§ Given exercise
Pull out every line of the records below that contains the word "forest", and copy each one unchanged.

-- Source records start --

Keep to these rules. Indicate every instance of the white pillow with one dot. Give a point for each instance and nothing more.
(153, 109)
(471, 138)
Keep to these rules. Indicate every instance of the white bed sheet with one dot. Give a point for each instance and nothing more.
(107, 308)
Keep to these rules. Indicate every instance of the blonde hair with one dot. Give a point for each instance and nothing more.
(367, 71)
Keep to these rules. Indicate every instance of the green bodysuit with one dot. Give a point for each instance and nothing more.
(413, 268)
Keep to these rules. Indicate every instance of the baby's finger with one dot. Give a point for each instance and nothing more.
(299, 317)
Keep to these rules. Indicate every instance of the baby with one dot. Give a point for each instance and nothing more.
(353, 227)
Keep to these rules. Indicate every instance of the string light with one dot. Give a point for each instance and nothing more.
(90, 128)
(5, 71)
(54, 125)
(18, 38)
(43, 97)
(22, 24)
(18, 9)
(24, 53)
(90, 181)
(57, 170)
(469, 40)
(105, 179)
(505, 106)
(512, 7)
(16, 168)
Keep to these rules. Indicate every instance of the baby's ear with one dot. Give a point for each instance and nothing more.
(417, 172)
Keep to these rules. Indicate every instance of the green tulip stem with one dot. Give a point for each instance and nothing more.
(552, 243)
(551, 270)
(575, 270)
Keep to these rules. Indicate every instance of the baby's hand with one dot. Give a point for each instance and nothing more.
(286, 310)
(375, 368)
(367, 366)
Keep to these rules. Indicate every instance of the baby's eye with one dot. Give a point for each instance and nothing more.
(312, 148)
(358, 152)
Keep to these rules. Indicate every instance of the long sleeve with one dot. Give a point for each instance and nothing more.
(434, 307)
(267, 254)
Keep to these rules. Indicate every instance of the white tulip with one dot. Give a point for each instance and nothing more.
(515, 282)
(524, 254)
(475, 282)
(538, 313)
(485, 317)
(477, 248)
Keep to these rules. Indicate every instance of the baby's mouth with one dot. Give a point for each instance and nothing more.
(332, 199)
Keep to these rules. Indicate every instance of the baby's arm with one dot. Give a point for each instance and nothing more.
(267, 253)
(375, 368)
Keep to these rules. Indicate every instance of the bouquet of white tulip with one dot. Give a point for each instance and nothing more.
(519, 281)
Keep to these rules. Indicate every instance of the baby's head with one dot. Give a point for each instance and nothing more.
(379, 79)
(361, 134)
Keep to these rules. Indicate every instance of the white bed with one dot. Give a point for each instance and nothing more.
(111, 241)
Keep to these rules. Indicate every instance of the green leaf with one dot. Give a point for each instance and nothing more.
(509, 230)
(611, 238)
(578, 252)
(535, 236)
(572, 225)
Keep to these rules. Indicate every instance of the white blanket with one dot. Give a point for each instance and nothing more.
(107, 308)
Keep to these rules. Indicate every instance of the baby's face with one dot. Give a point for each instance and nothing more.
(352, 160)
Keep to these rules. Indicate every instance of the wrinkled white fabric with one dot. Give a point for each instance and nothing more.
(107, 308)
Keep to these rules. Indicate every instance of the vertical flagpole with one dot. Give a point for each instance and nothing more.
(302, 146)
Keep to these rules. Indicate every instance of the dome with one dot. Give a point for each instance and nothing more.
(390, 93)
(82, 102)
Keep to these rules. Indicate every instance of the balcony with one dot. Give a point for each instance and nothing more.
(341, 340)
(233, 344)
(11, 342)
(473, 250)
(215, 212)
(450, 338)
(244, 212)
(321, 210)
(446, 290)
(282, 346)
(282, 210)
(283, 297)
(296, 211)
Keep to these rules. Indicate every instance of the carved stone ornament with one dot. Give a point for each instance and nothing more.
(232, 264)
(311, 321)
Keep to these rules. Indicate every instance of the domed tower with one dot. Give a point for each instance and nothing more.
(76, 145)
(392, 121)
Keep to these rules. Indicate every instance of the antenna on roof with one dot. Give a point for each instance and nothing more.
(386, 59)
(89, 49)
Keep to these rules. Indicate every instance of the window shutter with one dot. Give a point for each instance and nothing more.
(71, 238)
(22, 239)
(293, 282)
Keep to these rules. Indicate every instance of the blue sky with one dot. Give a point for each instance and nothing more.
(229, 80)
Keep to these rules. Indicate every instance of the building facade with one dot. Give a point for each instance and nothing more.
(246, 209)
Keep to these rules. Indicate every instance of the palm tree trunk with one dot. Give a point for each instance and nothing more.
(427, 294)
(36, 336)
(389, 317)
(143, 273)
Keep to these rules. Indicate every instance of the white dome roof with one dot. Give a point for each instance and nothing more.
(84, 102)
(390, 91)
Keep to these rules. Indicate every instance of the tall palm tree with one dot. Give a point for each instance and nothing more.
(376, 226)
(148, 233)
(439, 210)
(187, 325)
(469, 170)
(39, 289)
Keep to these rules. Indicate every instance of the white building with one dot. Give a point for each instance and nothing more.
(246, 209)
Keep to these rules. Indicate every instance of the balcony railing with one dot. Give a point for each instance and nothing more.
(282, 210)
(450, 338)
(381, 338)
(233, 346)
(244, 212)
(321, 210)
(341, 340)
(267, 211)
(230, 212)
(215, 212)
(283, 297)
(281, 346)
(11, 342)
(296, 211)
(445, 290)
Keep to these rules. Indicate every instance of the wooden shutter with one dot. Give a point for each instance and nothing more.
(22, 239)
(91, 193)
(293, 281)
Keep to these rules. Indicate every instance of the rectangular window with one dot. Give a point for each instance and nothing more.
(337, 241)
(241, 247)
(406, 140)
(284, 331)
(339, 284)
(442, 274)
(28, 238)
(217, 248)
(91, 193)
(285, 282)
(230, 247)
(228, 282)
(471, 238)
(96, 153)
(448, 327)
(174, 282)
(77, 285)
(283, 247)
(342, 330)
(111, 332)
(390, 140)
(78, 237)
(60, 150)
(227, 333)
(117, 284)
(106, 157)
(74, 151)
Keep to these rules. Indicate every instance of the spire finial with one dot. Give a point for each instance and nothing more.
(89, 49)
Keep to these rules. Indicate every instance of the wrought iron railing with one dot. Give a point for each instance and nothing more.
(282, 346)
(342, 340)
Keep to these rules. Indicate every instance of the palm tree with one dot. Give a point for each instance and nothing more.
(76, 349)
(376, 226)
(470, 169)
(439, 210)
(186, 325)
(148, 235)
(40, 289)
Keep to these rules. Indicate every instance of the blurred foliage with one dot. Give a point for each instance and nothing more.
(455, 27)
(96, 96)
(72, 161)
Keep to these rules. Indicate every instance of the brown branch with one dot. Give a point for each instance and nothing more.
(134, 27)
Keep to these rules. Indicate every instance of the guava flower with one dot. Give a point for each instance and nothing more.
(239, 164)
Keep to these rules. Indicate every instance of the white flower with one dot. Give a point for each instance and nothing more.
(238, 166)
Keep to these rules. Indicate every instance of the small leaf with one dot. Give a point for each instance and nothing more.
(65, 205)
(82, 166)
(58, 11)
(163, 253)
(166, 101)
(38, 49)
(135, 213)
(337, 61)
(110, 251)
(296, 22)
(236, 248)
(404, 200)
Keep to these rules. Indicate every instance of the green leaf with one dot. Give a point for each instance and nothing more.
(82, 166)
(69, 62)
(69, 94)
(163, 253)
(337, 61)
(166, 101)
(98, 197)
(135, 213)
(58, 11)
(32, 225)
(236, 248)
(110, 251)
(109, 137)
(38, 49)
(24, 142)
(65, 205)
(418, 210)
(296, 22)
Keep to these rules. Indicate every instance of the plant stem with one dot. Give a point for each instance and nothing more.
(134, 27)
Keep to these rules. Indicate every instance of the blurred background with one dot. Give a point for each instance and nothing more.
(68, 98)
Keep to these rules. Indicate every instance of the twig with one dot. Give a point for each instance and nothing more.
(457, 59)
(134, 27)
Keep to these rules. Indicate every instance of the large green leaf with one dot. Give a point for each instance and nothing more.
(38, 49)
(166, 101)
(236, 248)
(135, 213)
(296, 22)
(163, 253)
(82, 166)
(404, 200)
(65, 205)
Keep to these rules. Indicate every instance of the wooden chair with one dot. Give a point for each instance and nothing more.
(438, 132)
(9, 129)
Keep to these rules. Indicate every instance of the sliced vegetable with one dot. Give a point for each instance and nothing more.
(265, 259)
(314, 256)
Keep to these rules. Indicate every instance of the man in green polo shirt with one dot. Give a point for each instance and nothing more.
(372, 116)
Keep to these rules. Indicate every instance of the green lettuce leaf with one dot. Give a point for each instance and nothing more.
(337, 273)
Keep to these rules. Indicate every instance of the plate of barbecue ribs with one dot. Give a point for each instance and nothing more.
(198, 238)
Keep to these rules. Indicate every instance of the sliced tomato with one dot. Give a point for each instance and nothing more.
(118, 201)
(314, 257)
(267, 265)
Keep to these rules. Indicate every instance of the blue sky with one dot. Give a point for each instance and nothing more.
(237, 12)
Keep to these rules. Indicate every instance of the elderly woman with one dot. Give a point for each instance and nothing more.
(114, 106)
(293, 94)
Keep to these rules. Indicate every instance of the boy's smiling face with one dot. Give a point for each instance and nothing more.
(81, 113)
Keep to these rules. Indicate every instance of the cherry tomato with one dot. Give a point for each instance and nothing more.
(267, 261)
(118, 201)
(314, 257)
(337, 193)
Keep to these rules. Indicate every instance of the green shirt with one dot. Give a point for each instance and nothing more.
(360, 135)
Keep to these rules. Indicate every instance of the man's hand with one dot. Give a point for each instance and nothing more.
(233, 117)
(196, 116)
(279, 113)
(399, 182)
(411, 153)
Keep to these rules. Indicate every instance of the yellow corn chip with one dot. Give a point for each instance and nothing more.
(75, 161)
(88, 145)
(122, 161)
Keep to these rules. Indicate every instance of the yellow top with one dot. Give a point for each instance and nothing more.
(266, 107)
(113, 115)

-- Source records end --
-- Source records start --

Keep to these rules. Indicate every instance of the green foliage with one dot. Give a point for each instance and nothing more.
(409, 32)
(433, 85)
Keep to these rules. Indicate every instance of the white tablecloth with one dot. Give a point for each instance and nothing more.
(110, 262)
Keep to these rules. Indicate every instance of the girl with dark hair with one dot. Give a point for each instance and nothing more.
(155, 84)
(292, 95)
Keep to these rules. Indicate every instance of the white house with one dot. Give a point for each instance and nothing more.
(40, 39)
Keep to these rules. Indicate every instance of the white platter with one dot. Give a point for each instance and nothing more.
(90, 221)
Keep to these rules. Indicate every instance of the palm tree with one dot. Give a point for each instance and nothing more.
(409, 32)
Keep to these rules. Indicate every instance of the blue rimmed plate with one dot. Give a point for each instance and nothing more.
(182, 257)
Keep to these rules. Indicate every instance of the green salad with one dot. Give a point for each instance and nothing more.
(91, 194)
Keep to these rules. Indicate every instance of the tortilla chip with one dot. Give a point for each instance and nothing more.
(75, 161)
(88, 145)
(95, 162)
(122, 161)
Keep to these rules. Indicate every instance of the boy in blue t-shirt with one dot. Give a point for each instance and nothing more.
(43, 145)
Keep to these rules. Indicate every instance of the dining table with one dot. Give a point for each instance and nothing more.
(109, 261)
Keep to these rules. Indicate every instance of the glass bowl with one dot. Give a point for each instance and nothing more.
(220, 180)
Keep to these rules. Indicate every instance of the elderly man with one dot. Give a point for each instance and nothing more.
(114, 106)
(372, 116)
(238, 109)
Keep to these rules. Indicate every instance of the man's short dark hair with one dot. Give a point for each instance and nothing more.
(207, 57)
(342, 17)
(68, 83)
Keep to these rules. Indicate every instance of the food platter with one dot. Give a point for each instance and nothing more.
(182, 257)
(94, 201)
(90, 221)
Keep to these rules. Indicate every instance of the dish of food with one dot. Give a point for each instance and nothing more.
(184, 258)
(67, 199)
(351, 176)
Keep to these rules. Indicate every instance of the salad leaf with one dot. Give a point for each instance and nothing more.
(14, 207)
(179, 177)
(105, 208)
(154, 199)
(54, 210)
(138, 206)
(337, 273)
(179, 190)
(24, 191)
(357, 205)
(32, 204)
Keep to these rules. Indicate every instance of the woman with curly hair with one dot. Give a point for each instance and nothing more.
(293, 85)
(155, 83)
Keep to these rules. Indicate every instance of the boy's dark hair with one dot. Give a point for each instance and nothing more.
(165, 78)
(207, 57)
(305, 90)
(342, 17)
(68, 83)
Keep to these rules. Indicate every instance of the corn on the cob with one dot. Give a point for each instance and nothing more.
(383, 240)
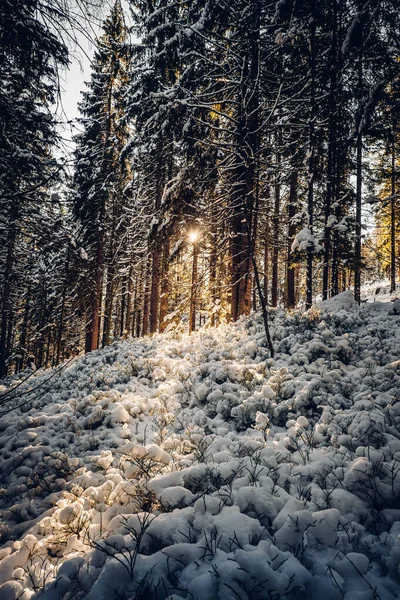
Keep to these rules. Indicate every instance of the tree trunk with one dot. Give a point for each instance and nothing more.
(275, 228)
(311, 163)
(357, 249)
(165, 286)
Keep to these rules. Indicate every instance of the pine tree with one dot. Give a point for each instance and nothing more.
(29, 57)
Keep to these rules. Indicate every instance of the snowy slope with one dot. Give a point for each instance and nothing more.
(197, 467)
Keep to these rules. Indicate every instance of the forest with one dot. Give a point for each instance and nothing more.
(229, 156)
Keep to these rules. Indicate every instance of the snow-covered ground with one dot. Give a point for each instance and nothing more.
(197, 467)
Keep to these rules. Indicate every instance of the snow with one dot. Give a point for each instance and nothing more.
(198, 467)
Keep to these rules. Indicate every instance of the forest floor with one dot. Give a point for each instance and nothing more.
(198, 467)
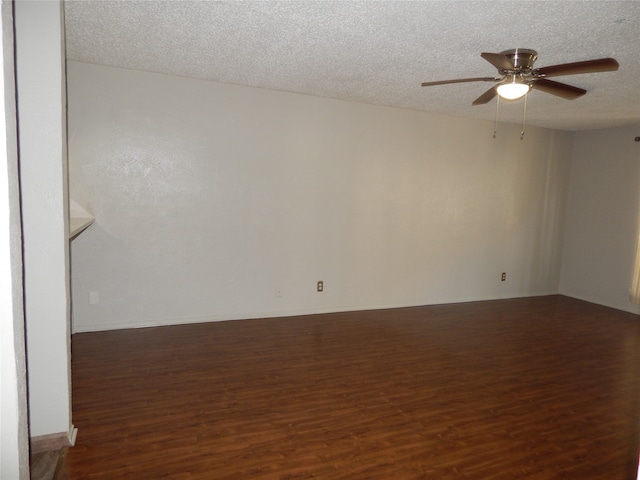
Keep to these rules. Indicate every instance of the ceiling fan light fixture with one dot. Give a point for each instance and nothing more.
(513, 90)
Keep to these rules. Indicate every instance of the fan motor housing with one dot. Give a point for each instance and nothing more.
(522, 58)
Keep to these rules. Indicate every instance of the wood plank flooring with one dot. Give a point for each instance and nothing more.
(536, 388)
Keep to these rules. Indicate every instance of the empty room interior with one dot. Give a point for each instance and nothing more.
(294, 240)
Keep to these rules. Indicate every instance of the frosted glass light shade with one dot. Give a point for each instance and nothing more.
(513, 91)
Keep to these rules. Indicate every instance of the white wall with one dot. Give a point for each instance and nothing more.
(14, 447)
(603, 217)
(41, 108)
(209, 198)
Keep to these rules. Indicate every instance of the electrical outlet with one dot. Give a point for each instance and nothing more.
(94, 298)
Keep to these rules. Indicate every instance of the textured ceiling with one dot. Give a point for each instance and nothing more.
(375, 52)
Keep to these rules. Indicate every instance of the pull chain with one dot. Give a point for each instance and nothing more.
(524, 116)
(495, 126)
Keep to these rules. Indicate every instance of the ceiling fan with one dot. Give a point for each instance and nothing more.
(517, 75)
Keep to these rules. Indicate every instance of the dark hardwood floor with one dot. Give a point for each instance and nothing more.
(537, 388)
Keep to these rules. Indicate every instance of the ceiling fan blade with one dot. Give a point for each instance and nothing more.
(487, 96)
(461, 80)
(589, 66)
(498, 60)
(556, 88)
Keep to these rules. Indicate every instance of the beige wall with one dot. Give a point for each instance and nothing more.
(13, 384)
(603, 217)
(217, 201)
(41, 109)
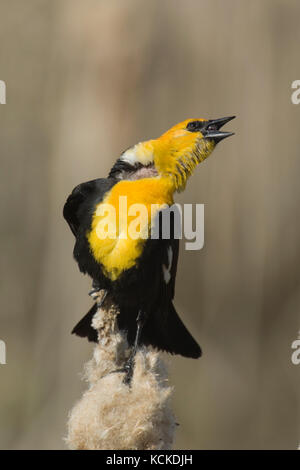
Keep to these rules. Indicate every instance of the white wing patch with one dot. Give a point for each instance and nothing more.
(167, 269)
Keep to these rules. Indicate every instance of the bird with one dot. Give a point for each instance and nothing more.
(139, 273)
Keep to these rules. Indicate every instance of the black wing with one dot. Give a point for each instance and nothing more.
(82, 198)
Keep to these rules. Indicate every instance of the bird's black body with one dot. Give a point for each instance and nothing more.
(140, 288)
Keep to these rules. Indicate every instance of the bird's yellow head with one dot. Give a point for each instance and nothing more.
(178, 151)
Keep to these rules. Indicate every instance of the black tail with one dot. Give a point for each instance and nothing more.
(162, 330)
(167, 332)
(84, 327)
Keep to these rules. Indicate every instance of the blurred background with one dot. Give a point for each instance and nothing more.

-- Source records end --
-- Source records start --

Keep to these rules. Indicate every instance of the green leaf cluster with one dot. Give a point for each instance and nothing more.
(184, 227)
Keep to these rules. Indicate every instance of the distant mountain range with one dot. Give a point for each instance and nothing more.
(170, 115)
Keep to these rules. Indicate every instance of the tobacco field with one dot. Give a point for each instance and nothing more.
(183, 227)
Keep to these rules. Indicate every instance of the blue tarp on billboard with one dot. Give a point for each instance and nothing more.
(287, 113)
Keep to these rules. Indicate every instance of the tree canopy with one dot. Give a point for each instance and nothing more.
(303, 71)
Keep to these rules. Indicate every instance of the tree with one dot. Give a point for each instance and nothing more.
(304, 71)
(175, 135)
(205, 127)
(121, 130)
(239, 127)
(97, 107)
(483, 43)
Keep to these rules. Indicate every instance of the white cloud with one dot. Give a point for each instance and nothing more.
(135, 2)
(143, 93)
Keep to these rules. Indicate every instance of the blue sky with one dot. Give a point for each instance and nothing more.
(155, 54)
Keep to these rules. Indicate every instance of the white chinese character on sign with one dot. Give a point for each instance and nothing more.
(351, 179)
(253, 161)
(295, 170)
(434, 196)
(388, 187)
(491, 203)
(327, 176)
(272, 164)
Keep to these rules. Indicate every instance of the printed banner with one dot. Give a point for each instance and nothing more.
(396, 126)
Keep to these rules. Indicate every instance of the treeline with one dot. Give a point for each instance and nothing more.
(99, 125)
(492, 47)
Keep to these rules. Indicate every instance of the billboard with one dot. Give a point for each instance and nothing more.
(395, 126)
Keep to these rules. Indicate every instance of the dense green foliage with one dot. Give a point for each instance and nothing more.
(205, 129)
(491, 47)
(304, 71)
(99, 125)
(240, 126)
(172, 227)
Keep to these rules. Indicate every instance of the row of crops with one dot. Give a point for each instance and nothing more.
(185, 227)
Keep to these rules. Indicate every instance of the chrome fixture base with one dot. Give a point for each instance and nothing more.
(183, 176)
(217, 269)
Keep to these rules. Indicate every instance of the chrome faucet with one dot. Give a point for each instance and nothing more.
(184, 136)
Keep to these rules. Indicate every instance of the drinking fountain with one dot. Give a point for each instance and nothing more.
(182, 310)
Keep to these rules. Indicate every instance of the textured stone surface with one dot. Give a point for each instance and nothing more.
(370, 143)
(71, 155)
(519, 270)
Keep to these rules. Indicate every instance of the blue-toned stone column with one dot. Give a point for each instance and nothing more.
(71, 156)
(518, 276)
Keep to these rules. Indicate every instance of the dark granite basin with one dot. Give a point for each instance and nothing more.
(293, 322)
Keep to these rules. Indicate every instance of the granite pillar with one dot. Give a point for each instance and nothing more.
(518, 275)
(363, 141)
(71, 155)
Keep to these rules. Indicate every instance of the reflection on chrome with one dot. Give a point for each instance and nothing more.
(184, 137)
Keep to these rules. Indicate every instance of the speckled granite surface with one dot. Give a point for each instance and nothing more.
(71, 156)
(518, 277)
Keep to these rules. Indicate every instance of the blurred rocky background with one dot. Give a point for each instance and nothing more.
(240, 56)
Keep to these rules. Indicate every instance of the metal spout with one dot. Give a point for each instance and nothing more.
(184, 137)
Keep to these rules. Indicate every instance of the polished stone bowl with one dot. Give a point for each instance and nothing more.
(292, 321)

-- Source records end --

§ Full response
Keep to these rules. Indicate every instance of the forest with one dot. Give a point for each instance and nothing more.
Keep to these rules. Indicate every instance of the forest floor with one dot. Give a point for each instance and nothing more.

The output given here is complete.